● **SHORT EXERCISE**: The records should be written out in full, with nothing altered.

● **TASK INPUTS**:
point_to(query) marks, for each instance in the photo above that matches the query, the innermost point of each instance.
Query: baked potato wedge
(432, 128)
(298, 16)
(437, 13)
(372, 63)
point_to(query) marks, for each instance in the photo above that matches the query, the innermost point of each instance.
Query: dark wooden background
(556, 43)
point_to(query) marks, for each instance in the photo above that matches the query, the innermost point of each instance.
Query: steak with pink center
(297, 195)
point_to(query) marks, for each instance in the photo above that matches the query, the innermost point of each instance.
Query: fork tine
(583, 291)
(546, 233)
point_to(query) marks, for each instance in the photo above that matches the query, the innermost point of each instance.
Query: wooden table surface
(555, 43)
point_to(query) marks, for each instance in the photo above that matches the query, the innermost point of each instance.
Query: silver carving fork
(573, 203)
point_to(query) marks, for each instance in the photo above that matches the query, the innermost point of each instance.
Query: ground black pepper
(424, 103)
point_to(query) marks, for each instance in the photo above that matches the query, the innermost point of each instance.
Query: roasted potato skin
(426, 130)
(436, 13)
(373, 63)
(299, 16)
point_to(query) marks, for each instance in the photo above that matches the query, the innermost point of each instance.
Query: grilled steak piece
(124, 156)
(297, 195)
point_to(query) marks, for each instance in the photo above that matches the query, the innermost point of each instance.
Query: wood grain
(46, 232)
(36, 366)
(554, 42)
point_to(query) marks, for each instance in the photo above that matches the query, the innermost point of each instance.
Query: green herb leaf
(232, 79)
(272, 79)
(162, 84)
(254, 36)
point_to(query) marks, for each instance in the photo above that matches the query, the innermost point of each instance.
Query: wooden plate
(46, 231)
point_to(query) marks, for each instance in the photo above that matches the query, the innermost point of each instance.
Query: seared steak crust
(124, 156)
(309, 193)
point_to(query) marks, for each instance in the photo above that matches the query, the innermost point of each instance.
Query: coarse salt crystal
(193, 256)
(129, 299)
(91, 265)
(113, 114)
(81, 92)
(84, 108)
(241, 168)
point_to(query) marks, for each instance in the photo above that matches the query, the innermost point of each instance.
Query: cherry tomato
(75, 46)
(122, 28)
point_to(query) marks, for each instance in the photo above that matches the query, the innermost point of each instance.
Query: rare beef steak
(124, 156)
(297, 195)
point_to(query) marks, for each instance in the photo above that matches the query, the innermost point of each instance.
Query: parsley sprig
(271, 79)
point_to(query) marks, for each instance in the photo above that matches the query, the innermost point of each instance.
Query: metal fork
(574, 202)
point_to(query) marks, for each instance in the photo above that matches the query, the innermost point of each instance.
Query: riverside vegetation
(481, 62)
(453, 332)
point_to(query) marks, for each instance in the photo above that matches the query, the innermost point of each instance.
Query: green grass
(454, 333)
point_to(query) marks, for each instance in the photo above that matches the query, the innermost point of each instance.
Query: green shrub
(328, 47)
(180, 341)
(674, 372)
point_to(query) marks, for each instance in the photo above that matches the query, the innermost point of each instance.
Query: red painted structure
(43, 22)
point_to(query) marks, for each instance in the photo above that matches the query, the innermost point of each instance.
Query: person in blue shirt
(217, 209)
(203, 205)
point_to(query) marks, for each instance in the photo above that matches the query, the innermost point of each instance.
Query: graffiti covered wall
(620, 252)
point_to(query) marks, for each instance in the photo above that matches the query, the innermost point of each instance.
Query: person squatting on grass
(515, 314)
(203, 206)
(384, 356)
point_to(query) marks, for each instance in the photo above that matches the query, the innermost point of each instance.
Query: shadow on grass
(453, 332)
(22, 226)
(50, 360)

● **FINAL RESULT**:
point_to(query) marks, for each instance in the photo above that matches the query, the innermost point of each instance.
Query: baked potato wedge
(432, 128)
(298, 16)
(437, 13)
(372, 63)
point_to(query) marks, for each instance in the photo above that matches the query, the innermost point of each instance.
Query: dark wooden background
(556, 43)
point_to(query) marks, for each instance in the photo above that matches the query, the innermost point of each instance.
Query: steak with pink center
(297, 195)
point_to(query) marks, for each instance in the photo above that matches the query, the innermost point of each instance.
Query: fork tine
(583, 291)
(546, 233)
point_to(query) marks, for each instance in the photo above that matches the query, the innermost point of each instance.
Query: wooden table surface
(555, 43)
point_to(query) marks, for each instance in the photo above that matches the query, the innermost point of each instance.
Query: silver carving fork
(573, 203)
point_to(query) marks, for each instance in the photo above that matches the query, the innermost point of each instance.
Query: ground black pepper
(424, 103)
point_to(query) marks, for each instance in the photo above that matches the query, the innermost point of each instance.
Query: roasted potato skin
(426, 130)
(436, 13)
(373, 63)
(299, 16)
point_to(query) marks, for each instance in the photo above that matches the query, the innermost point of each instance.
Query: grilled steak piece
(124, 156)
(297, 195)
point_to(query) marks, for each instance in the photo above that matches the query, the innermost point of each instance.
Query: wood grain
(46, 232)
(36, 366)
(554, 42)
point_to(query) marks, for each instance in the photo above that matches the query, the innermost point of each instance.
Query: green herb leaf
(232, 79)
(272, 79)
(162, 84)
(254, 36)
point_to(query) marks, for each instance in the photo above that matches the query, the innermost point of each instance.
Query: wooden plate
(46, 231)
point_to(query) marks, for each instance in the photo above that matches the query, the innermost point of each instance.
Query: seared steak crust
(124, 156)
(309, 193)
point_to(query) marks, for each instance in the photo above that matches the query, the innermost point of each instance.
Query: coarse salt crystal
(193, 256)
(129, 299)
(91, 265)
(113, 114)
(81, 92)
(84, 108)
(241, 168)
point_to(query) marks, for each instance in the photo above that matches the query, the innermost point of each instance.
Query: cherry tomato
(75, 46)
(122, 28)
point_to(query) marks, for each instance in the photo above that matches the query, the innermost point of each instance.
Query: rare beef steak
(124, 156)
(297, 195)
point_to(query) marks, for each instance in the photo above that matches the query, the innermost point of each instance.
Query: parsley sprig
(271, 79)
point_to(query) marks, for each instance in the photo above that matches the query, the innermost point of each instance.
Query: metal fork
(574, 202)
point_to(query) marks, for each instance in the photo above that matches the query, the innermost point of each instance.
Query: riverside vegetation
(481, 62)
(453, 332)
point_to(query) marks, for each instance in the photo above that matches the query, the innermost point of each instance.
Query: green grass
(454, 333)
point_to(query) marks, for each instance in the photo above that matches the query, the innermost point of each instance.
Query: green shrub
(328, 47)
(180, 341)
(674, 372)
point_to(query) marks, for each instance in the photo above that matches the query, the innermost point of each instance.
Query: red painted structure
(43, 22)
point_to(query) marks, for each instance in the photo above that matches the query, the innermost point of each instance.
Query: person in blue shirt
(217, 209)
(203, 205)
point_to(query) marks, for each instance in the photo above that matches the query, the innermost point of each instance.
Query: graffiti covered wall
(620, 252)
point_to(query) marks, for each instance in the photo above that matches the query, the innermost point of each instance.
Query: person squatting on grass
(515, 314)
(203, 206)
(384, 356)
point_to(query) marks, for each instance in the photo above that matches the query, the innermost point of each instance.
Query: shadow on grass
(453, 332)
(22, 226)
(50, 360)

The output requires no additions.